◆ 名前で示されたものの位置を特定する記録 ◆
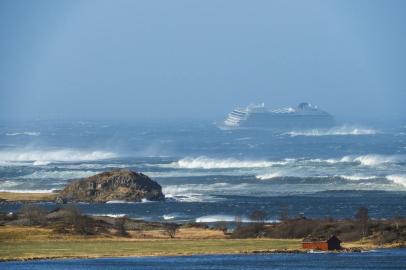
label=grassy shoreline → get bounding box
[0,226,396,261]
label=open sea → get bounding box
[0,120,406,222]
[0,121,406,269]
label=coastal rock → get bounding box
[56,170,165,203]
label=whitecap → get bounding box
[92,213,127,218]
[0,149,117,165]
[6,131,41,136]
[338,174,378,181]
[169,156,287,169]
[20,170,96,180]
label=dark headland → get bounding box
[0,170,406,260]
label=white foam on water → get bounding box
[162,214,176,220]
[0,149,117,165]
[255,171,287,180]
[6,131,41,136]
[168,156,288,169]
[337,174,378,181]
[92,214,127,218]
[386,174,406,187]
[340,154,406,167]
[284,126,379,137]
[106,200,134,204]
[308,154,406,167]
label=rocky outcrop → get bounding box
[56,170,165,203]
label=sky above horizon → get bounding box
[0,0,406,119]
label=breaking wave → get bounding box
[309,154,406,166]
[170,157,288,169]
[340,154,406,166]
[255,171,295,180]
[21,170,97,180]
[337,174,378,181]
[0,149,117,165]
[285,126,379,137]
[6,131,41,136]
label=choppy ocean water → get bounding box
[0,121,406,221]
[0,249,406,270]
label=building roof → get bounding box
[303,235,341,243]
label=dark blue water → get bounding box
[0,249,406,270]
[0,121,406,221]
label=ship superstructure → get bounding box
[221,102,334,129]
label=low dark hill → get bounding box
[57,170,165,202]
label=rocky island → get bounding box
[56,170,165,203]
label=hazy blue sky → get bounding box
[0,0,406,119]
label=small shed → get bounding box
[302,235,342,250]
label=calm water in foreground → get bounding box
[0,249,406,270]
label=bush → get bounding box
[20,204,48,226]
[114,217,129,237]
[163,223,179,238]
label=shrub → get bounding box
[20,204,48,226]
[164,223,179,238]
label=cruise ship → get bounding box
[219,102,334,130]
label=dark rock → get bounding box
[57,170,165,203]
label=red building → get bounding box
[302,235,342,250]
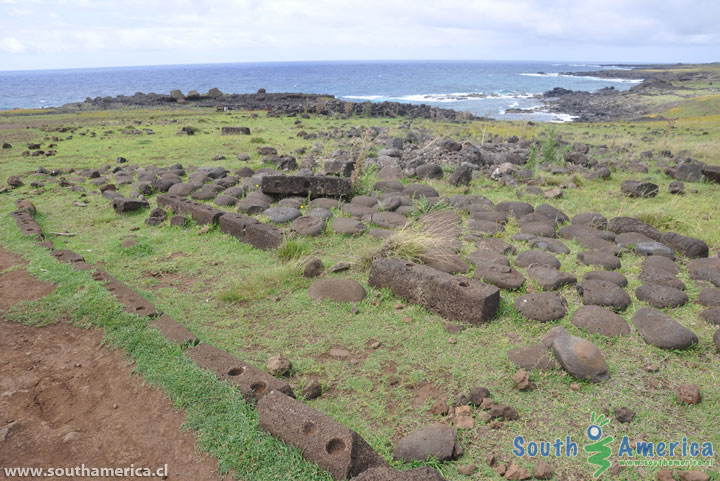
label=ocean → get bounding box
[0,61,639,121]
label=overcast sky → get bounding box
[0,0,720,70]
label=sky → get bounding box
[0,0,720,70]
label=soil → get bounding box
[0,249,221,480]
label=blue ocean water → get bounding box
[0,61,637,120]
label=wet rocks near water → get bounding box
[632,307,698,349]
[308,277,366,302]
[515,292,567,322]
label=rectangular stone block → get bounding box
[185,343,295,402]
[257,391,387,481]
[148,314,200,346]
[222,127,250,135]
[369,259,500,324]
[220,213,283,250]
[260,175,351,198]
[112,197,150,214]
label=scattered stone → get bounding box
[515,292,567,322]
[308,277,366,302]
[513,369,532,391]
[577,280,631,311]
[369,258,500,324]
[572,305,630,337]
[303,257,325,278]
[474,262,525,290]
[660,232,709,259]
[632,307,698,349]
[266,354,292,376]
[549,326,610,382]
[635,284,689,309]
[505,463,530,481]
[393,423,457,462]
[613,407,635,424]
[507,344,558,371]
[515,249,560,269]
[533,461,552,479]
[620,180,660,197]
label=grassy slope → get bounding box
[0,81,720,480]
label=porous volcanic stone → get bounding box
[369,259,500,324]
[263,207,300,224]
[635,284,688,309]
[660,232,709,259]
[260,175,351,198]
[620,180,660,197]
[608,217,662,242]
[515,292,567,322]
[308,277,366,302]
[528,266,577,291]
[549,326,610,382]
[642,256,680,276]
[290,216,325,237]
[257,391,387,481]
[508,344,558,371]
[572,306,630,337]
[515,249,560,269]
[474,261,525,290]
[393,423,457,462]
[331,217,367,235]
[577,280,631,311]
[698,287,720,307]
[530,237,570,254]
[583,270,627,287]
[632,307,698,349]
[577,251,621,271]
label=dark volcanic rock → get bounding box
[632,307,698,349]
[572,306,630,337]
[583,270,627,287]
[508,344,558,371]
[515,292,567,322]
[577,281,631,311]
[620,180,660,197]
[660,232,709,259]
[393,423,457,462]
[368,259,500,324]
[577,251,621,270]
[549,326,610,382]
[528,266,577,291]
[515,249,560,269]
[474,261,525,290]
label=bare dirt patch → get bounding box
[0,249,221,480]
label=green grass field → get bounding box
[0,80,720,481]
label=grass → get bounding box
[0,87,720,481]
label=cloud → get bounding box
[0,37,26,53]
[0,0,720,66]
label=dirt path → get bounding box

◆ 小問 ◆
上の記録のすべての行を、空行を除いて番号付きの一覧として示すこと。画像は答えに含めないこと。

◆ 解答 ◆
1. label=grassy shoreline → get bounding box
2. [0,226,396,261]
3. label=open sea → get bounding box
4. [0,120,406,222]
5. [0,121,406,269]
6. label=coastal rock → get bounding box
7. [56,170,165,203]
8. label=whitecap → get bounding box
9. [92,213,127,218]
10. [0,149,117,165]
11. [6,131,41,136]
12. [338,174,378,181]
13. [169,156,287,169]
14. [20,170,96,180]
15. label=dark headland → get bounding box
16. [0,170,406,260]
17. label=white foam on water → get bounding box
18. [162,214,176,220]
19. [0,149,117,165]
20. [255,171,287,180]
21. [6,131,41,136]
22. [168,156,288,169]
23. [337,174,378,181]
24. [92,214,127,218]
25. [386,174,406,187]
26. [340,154,406,167]
27. [284,126,379,137]
28. [106,200,134,204]
29. [308,154,406,167]
30. label=rocky outcrop → get bounding box
31. [56,170,165,203]
32. label=sky above horizon → get bounding box
33. [0,0,406,119]
34. label=breaking wave → get bounding box
35. [309,154,406,166]
36. [170,157,288,169]
37. [340,154,406,166]
38. [255,171,295,180]
39. [21,170,97,180]
40. [337,174,378,181]
41. [0,149,117,165]
42. [285,126,379,137]
43. [6,131,41,136]
44. label=choppy ocean water → get bounding box
45. [0,121,406,221]
46. [0,249,406,270]
47. label=building roof → get bounding box
48. [303,235,341,243]
49. label=dark blue water → get bounding box
50. [0,249,406,270]
51. [0,121,406,221]
52. label=ship superstructure → get bounding box
53. [221,102,334,129]
54. label=low dark hill → get bounding box
55. [57,170,165,202]
56. label=rocky island → get bounding box
57. [56,170,165,203]
58. label=hazy blue sky → get bounding box
59. [0,0,406,119]
60. label=small shed → get bounding box
61. [302,235,342,250]
62. label=calm water in foreground → get bounding box
63. [0,249,406,270]
64. label=bush → get bounding box
65. [20,204,48,226]
66. [114,217,129,237]
67. [163,223,179,238]
68. label=shrub → get bounding box
69. [20,204,48,226]
70. [164,223,179,238]
71. label=cruise ship → get bounding box
72. [219,102,334,130]
73. label=dark rock → get bounding box
74. [57,170,165,203]
75. label=red building → get bounding box
76. [302,235,342,250]
77. label=ocean → get bounding box
78. [0,61,639,121]
79. label=overcast sky → get bounding box
80. [0,0,720,70]
81. label=sky → get bounding box
82. [0,0,720,70]
83. label=soil → get bounding box
84. [0,249,221,480]
85. label=blue ocean water → get bounding box
86. [0,61,637,120]
87. label=wet rocks near water → get bounding box
88. [632,307,698,349]
89. [308,277,366,302]
90. [515,292,567,322]
91. label=rectangular stone block → get bounding box
92. [185,343,295,402]
93. [257,391,387,481]
94. [148,314,200,346]
95. [222,127,250,135]
96. [369,259,500,324]
97. [220,213,283,250]
98. [260,175,351,198]
99. [112,197,150,214]
100. label=scattered stone → get bounding box
101. [515,292,567,322]
102. [308,277,366,302]
103. [513,369,532,391]
104. [577,280,631,311]
105. [369,258,500,324]
106. [572,305,630,337]
107. [303,257,325,278]
108. [474,262,525,290]
109. [660,232,709,259]
110. [632,307,698,349]
111. [266,354,292,376]
112. [549,326,610,382]
113. [635,284,689,309]
114. [505,463,530,481]
115. [393,423,457,462]
116. [613,407,635,424]
117. [507,344,558,371]
118. [515,249,560,269]
119. [533,461,552,479]
120. [620,180,660,197]
121. label=grassy slope → get bounding box
122. [0,81,720,480]
123. label=porous volcanic stone → get bounding box
124. [369,259,500,324]
125. [263,207,300,224]
126. [635,284,688,309]
127. [660,232,709,259]
128. [260,175,351,198]
129. [620,180,660,197]
130. [608,217,662,242]
131. [515,292,567,322]
132. [308,277,366,302]
133. [528,266,577,291]
134. [549,326,610,382]
135. [642,256,680,276]
136. [290,216,325,237]
137. [257,391,387,481]
138. [508,344,558,371]
139. [572,306,630,337]
140. [515,249,560,269]
141. [474,261,525,290]
142. [393,423,457,462]
143. [331,217,367,235]
144. [577,280,631,311]
145. [698,287,720,307]
146. [530,237,570,254]
147. [583,270,627,287]
148. [632,307,698,349]
149. [577,251,621,271]
150. label=dark volcanic rock → get bounding box
151. [632,307,698,349]
152. [572,306,630,337]
153. [583,270,627,287]
154. [508,344,558,371]
155. [515,292,567,322]
156. [577,281,631,311]
157. [620,180,660,197]
158. [660,232,709,259]
159. [393,423,457,462]
160. [368,259,500,324]
161. [577,251,621,270]
162. [549,326,610,382]
163. [528,266,577,291]
164. [515,249,560,269]
165. [474,261,525,290]
166. label=bare dirt patch → get bounding box
167. [0,249,221,480]
168. label=green grass field → get bounding box
169. [0,80,720,481]
170. label=grass → get bounding box
171. [0,87,720,481]
172. label=cloud → get bounding box
173. [0,37,26,53]
174. [0,0,720,66]
175. label=dirt path → get bounding box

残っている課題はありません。